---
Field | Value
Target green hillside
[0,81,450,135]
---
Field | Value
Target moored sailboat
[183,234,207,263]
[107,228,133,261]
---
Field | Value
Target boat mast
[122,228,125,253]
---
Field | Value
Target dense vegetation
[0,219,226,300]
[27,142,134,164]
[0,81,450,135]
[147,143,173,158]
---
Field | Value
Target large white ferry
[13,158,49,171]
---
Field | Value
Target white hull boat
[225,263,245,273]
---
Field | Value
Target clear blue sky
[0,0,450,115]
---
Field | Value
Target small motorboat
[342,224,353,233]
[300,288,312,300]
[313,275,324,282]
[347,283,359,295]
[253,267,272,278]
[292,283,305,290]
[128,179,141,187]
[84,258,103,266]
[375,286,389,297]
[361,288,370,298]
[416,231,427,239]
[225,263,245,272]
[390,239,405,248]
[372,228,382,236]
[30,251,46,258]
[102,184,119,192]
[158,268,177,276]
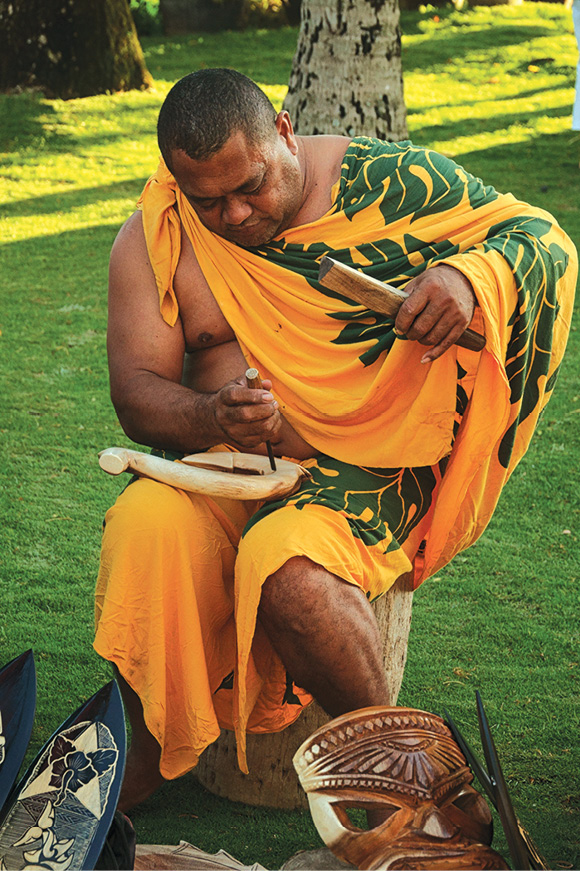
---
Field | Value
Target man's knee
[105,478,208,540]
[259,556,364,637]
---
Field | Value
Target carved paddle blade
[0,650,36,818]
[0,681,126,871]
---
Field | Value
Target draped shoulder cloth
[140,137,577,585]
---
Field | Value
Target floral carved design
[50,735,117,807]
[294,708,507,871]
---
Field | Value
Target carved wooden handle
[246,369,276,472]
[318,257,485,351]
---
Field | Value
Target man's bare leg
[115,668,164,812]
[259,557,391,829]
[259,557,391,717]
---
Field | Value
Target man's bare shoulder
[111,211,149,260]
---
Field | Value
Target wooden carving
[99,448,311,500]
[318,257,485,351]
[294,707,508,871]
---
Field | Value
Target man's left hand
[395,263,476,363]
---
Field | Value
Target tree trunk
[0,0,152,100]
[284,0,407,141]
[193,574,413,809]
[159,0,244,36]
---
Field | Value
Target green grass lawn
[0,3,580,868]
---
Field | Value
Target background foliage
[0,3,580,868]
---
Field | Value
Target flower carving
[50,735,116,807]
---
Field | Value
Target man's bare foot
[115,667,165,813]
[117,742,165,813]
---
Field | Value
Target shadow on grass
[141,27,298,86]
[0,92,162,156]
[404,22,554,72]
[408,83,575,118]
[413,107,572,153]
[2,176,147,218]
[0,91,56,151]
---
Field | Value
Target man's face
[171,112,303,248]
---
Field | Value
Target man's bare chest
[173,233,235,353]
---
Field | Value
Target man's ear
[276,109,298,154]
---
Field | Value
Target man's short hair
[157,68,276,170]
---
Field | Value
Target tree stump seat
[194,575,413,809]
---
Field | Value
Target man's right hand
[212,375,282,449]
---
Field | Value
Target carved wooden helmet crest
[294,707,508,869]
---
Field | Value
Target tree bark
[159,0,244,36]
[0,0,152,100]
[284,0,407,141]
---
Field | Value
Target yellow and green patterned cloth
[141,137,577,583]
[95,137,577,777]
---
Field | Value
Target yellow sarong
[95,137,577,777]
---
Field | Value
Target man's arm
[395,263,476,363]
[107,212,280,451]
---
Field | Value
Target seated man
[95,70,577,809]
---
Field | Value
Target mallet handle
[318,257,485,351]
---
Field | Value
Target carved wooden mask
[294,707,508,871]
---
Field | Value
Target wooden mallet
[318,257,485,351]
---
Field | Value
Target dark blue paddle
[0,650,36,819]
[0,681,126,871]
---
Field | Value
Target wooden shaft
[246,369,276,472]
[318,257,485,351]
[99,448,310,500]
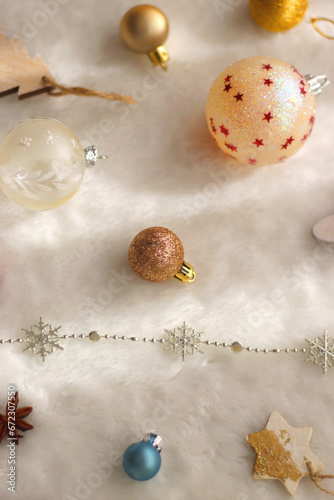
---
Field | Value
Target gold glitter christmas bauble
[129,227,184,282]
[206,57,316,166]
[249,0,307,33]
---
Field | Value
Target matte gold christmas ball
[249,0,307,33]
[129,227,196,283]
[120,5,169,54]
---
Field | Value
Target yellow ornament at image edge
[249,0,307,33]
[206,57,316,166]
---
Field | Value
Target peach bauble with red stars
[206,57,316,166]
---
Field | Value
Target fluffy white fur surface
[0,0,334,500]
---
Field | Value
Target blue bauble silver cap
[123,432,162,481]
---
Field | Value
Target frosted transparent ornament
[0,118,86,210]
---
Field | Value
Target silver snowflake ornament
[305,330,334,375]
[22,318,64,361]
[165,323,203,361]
━━━━━━━━━━━━━━━━━━━━━━━━━━━━━━
# [Exercise objective]
Pick out every line above that contains the word "shoulder", and treat case as significant when matching it.

# [Complete answer]
Target draped shoulder cloth
Target man's bare shoulder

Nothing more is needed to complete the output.